* [Excerpted data]
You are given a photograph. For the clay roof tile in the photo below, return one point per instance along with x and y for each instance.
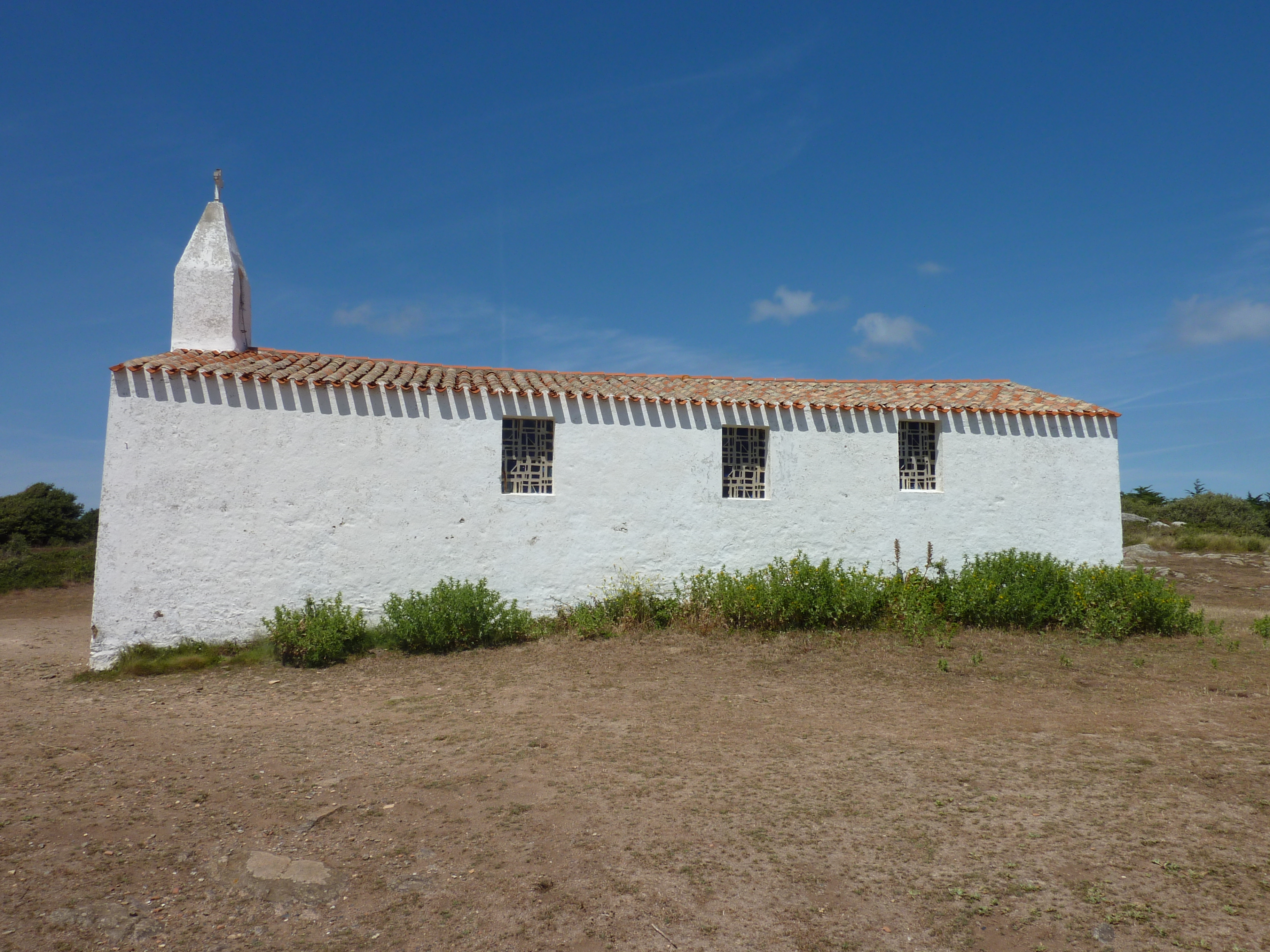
(930, 395)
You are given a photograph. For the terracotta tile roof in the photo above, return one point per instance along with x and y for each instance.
(333, 370)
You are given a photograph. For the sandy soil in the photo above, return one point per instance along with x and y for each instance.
(649, 793)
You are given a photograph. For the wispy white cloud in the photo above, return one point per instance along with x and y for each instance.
(788, 305)
(473, 331)
(1221, 320)
(884, 331)
(398, 322)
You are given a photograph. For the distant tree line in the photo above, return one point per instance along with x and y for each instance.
(45, 516)
(1203, 509)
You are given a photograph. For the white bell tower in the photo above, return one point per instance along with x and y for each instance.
(211, 299)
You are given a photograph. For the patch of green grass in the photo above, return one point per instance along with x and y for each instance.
(321, 634)
(46, 568)
(149, 660)
(453, 616)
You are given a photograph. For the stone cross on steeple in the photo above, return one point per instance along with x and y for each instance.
(211, 301)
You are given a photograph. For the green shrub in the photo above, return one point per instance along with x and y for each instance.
(590, 621)
(148, 660)
(1008, 589)
(1013, 589)
(1262, 626)
(1218, 511)
(785, 596)
(624, 602)
(454, 615)
(633, 600)
(46, 516)
(1113, 602)
(23, 568)
(318, 635)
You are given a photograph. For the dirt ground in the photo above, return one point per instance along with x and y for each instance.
(667, 791)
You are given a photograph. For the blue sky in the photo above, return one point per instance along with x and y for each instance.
(1072, 196)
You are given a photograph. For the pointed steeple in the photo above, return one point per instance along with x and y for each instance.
(211, 301)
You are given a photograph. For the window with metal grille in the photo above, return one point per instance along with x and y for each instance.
(529, 450)
(917, 451)
(745, 462)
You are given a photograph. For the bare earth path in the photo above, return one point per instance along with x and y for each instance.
(711, 793)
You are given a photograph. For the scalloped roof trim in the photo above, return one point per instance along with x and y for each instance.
(339, 371)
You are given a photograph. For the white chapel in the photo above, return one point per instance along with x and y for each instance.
(241, 476)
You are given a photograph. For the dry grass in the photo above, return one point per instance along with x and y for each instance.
(801, 793)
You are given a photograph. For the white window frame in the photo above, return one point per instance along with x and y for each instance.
(765, 468)
(926, 442)
(527, 483)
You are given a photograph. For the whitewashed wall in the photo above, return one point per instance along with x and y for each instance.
(223, 499)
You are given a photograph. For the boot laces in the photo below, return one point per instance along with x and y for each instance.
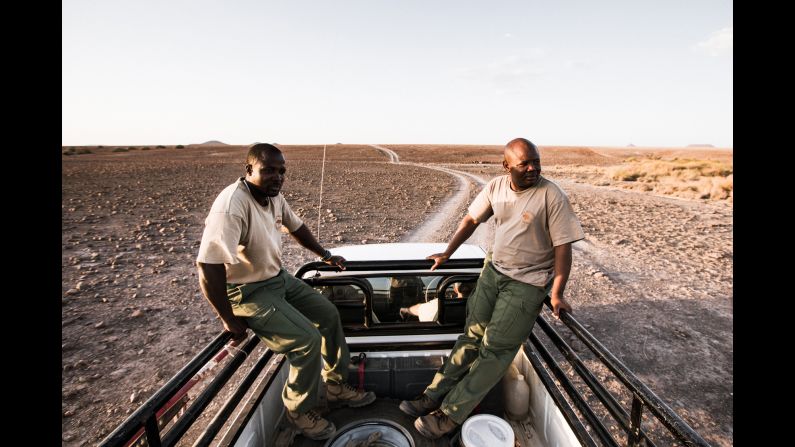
(313, 416)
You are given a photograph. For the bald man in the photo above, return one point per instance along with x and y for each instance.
(241, 276)
(531, 255)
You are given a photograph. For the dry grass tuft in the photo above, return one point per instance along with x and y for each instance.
(689, 178)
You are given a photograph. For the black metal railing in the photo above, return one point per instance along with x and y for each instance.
(642, 396)
(145, 417)
(144, 426)
(391, 266)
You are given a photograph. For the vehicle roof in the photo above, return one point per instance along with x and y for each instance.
(404, 251)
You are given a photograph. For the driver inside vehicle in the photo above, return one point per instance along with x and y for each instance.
(404, 291)
(429, 311)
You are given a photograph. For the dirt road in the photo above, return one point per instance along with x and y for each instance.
(652, 280)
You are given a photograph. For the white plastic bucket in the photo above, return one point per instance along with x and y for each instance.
(486, 430)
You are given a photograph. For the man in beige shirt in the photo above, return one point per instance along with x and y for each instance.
(241, 275)
(535, 227)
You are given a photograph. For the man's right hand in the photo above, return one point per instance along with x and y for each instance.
(237, 327)
(439, 259)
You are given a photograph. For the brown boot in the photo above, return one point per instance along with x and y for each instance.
(342, 394)
(420, 406)
(434, 425)
(312, 425)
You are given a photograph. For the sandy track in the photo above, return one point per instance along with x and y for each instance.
(652, 280)
(435, 228)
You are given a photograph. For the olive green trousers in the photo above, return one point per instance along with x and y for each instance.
(501, 312)
(291, 318)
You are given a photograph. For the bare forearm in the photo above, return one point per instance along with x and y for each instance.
(562, 270)
(212, 281)
(464, 231)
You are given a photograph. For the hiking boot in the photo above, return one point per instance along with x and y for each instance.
(312, 425)
(434, 425)
(343, 394)
(420, 406)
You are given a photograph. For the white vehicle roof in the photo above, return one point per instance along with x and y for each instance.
(404, 251)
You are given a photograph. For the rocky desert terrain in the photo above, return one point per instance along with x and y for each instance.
(652, 280)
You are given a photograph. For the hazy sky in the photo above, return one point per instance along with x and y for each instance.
(603, 73)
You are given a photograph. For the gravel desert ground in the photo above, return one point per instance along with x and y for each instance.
(652, 280)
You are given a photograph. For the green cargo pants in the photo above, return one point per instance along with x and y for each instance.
(291, 318)
(501, 313)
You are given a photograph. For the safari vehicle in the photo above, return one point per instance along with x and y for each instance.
(396, 358)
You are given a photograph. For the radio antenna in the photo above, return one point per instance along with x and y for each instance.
(320, 201)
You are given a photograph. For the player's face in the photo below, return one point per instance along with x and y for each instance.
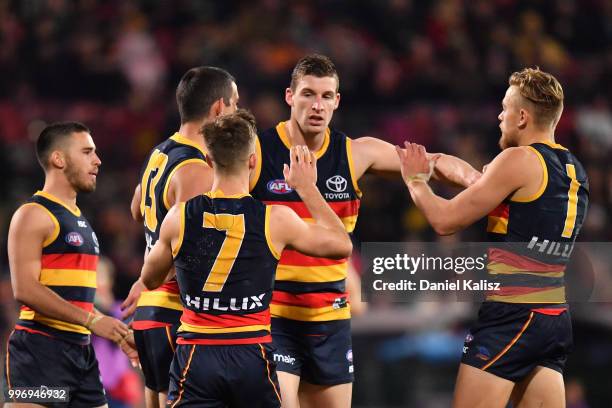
(82, 162)
(510, 118)
(233, 106)
(313, 103)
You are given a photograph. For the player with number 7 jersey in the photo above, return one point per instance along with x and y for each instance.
(225, 247)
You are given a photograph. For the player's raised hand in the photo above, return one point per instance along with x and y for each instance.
(108, 327)
(129, 304)
(302, 170)
(414, 162)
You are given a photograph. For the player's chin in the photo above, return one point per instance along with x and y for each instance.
(315, 128)
(87, 187)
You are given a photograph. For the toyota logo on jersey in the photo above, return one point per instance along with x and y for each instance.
(336, 183)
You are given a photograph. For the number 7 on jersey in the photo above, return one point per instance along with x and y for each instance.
(234, 227)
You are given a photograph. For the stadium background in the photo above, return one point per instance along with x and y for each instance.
(433, 72)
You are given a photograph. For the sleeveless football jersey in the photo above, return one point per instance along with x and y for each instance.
(225, 265)
(68, 267)
(538, 232)
(162, 306)
(309, 288)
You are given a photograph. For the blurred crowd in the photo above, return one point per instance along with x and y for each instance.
(433, 72)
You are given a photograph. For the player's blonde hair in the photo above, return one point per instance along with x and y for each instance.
(542, 91)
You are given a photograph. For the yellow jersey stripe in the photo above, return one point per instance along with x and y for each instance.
(51, 238)
(556, 295)
(160, 299)
(310, 314)
(215, 330)
(174, 170)
(349, 154)
(312, 274)
(542, 185)
(572, 202)
(56, 324)
(179, 242)
(68, 277)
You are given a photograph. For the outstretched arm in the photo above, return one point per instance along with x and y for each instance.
(375, 155)
(508, 173)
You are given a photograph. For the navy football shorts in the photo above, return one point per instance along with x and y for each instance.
(319, 353)
(233, 376)
(510, 340)
(34, 360)
(155, 352)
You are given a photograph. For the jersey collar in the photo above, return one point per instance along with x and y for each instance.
(51, 197)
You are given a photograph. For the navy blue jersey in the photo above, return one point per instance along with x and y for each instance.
(225, 265)
(68, 267)
(309, 288)
(538, 232)
(162, 306)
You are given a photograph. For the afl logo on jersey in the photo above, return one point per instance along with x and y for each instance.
(74, 239)
(336, 183)
(279, 186)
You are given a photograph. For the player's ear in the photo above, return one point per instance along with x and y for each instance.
(217, 108)
(289, 96)
(209, 160)
(252, 161)
(524, 117)
(57, 159)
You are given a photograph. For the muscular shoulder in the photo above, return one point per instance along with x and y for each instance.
(516, 158)
(34, 219)
(190, 170)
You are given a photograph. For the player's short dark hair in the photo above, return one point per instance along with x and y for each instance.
(230, 139)
(542, 91)
(199, 88)
(52, 136)
(317, 65)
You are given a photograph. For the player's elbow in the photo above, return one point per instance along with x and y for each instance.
(340, 248)
(444, 228)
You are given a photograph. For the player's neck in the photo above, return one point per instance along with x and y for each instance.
(191, 131)
(297, 137)
(537, 136)
(59, 187)
(233, 184)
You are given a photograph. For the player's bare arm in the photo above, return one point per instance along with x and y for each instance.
(510, 174)
(327, 237)
(190, 180)
(371, 154)
(30, 229)
(159, 261)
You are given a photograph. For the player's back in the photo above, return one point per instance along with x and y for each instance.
(537, 233)
(161, 307)
(225, 266)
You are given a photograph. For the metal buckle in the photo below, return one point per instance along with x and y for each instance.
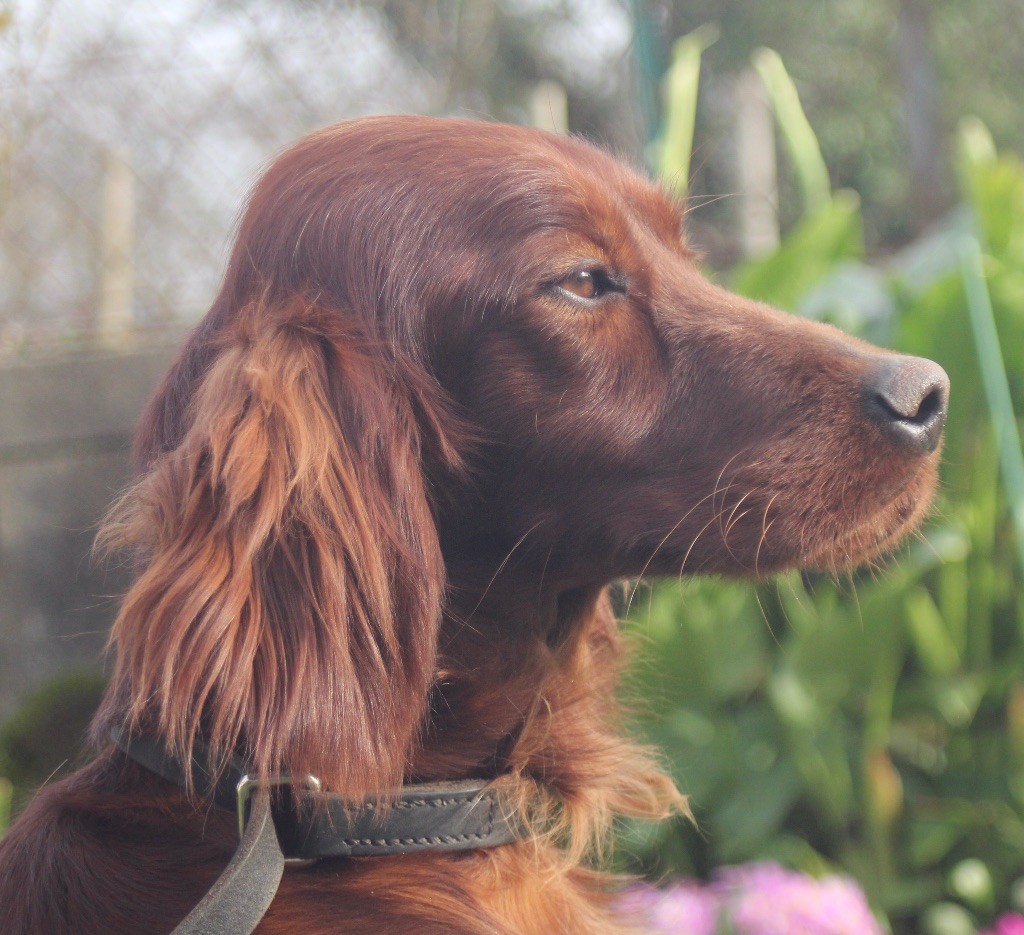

* [Problem to solve]
Locate every line in the data above that contains the string "logo" and copy each one out in full.

* [Solution to the problem]
You are given a photograph. For the toyota logo on jersey in the photo above, return one point per instance along with x and y for each instance.
You are given a photograph. For the afl logo on jersey in the photo above, return one point per instance along with x and y for each instance.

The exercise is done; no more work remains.